Segmentation mask data:

__________________________________________________

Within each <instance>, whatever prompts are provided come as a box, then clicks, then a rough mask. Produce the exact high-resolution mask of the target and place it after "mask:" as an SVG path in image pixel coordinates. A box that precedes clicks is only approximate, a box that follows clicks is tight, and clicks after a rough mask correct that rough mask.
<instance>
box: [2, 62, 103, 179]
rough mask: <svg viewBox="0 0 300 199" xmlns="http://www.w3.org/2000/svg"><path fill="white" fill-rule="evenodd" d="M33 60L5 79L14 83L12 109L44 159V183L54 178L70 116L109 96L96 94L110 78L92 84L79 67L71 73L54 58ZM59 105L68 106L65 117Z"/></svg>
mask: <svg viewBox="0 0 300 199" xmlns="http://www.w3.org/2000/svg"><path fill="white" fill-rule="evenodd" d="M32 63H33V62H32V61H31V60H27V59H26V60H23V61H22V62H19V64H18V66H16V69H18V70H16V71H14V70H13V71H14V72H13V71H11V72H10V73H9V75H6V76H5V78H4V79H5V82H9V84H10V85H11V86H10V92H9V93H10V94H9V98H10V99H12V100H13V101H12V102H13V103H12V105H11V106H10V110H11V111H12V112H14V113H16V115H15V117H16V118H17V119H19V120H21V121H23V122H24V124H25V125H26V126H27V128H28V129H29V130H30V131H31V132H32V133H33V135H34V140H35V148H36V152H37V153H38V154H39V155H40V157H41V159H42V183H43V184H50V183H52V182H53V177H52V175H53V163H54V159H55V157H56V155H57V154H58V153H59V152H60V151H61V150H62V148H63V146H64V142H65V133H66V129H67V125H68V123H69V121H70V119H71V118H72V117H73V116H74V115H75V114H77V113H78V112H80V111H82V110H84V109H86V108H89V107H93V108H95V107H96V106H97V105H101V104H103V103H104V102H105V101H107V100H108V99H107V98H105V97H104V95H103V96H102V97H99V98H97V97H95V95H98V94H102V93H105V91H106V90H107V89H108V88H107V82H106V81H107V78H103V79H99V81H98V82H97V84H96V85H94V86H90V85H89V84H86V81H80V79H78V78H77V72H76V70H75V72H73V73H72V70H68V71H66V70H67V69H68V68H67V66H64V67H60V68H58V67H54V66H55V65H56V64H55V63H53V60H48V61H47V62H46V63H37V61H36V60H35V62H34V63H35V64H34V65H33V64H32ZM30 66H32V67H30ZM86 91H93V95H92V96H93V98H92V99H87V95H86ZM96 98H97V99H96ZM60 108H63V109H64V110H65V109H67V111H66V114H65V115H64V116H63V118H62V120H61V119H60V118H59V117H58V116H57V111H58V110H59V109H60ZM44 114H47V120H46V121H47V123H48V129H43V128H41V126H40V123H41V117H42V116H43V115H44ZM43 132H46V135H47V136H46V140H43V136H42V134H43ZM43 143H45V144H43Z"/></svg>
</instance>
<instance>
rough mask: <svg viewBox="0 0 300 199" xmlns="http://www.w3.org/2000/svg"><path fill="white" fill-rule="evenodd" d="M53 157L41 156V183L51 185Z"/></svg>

__________________________________________________

Your task: Print the listing above from its first line through the line containing "60L5 79L14 83L12", including both of those lines and reproducing every character unchanged.

Task output:
Within each <instance>, whatever prompts are provided come as a box, then clicks, then a rough mask. Produce the exact high-resolution mask of the target and place it after "mask:" as an SVG path in image pixel coordinates. A box that precedes clicks is only approximate, a box that follows clicks is tight, and clicks after a rough mask correct that rough mask.
<instance>
box: [2, 62, 103, 179]
rough mask: <svg viewBox="0 0 300 199" xmlns="http://www.w3.org/2000/svg"><path fill="white" fill-rule="evenodd" d="M33 60L5 79L14 83L12 109L44 159V183L54 178L70 116L109 96L96 94L110 78L92 84L79 67L71 73L54 58ZM59 105L68 106L65 117Z"/></svg>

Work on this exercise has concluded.